**Problem to work on:**
Locate and copy each line in the data that contains the word "below".

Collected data
:::

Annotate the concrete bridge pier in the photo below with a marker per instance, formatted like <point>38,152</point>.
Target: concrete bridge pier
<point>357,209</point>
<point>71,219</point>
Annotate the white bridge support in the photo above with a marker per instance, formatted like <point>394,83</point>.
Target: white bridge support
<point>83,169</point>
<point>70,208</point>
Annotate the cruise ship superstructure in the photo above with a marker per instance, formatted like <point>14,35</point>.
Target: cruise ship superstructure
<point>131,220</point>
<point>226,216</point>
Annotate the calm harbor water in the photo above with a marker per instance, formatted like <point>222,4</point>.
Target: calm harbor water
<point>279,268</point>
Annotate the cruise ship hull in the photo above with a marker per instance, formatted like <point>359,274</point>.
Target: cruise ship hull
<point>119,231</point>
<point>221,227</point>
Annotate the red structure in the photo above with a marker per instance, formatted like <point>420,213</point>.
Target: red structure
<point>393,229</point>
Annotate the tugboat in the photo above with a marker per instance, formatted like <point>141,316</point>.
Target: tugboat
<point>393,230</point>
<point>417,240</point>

:::

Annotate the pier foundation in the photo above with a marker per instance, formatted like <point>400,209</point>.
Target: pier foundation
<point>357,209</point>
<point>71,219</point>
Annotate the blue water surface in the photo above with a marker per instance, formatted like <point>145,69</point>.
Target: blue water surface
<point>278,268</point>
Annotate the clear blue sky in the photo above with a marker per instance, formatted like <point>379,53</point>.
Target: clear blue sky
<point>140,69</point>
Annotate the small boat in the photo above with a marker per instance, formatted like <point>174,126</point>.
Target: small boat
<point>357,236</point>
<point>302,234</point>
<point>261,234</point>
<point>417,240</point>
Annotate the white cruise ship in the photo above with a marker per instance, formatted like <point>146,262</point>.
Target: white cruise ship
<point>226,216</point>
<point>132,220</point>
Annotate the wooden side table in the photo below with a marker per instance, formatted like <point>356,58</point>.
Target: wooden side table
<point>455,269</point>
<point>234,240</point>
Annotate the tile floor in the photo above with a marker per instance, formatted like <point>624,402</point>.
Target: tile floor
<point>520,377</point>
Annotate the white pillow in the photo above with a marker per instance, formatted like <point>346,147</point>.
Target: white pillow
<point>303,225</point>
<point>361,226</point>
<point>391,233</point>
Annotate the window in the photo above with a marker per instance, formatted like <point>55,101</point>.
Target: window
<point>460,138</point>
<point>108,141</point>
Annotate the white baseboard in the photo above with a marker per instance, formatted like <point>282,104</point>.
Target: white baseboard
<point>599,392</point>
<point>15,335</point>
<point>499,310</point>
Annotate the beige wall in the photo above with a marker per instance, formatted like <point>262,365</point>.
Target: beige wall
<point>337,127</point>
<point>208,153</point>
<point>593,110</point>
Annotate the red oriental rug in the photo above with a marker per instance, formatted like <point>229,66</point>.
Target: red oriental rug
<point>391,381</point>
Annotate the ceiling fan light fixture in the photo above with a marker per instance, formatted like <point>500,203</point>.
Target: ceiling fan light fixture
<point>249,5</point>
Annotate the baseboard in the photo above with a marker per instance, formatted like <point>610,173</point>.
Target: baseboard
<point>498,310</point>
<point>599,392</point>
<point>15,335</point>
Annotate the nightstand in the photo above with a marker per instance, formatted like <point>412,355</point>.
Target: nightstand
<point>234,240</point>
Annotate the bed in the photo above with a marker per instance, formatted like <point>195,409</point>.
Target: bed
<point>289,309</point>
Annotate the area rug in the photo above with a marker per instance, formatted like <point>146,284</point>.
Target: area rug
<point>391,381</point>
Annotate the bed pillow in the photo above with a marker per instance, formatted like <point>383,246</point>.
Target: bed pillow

:::

**Solution to this problem:**
Annotate the concrete bridge pier in the photo below with a marker per instance, formatted like <point>38,152</point>.
Annotate the wooden side table in the photo below with a marker per instance, formatted like <point>356,58</point>.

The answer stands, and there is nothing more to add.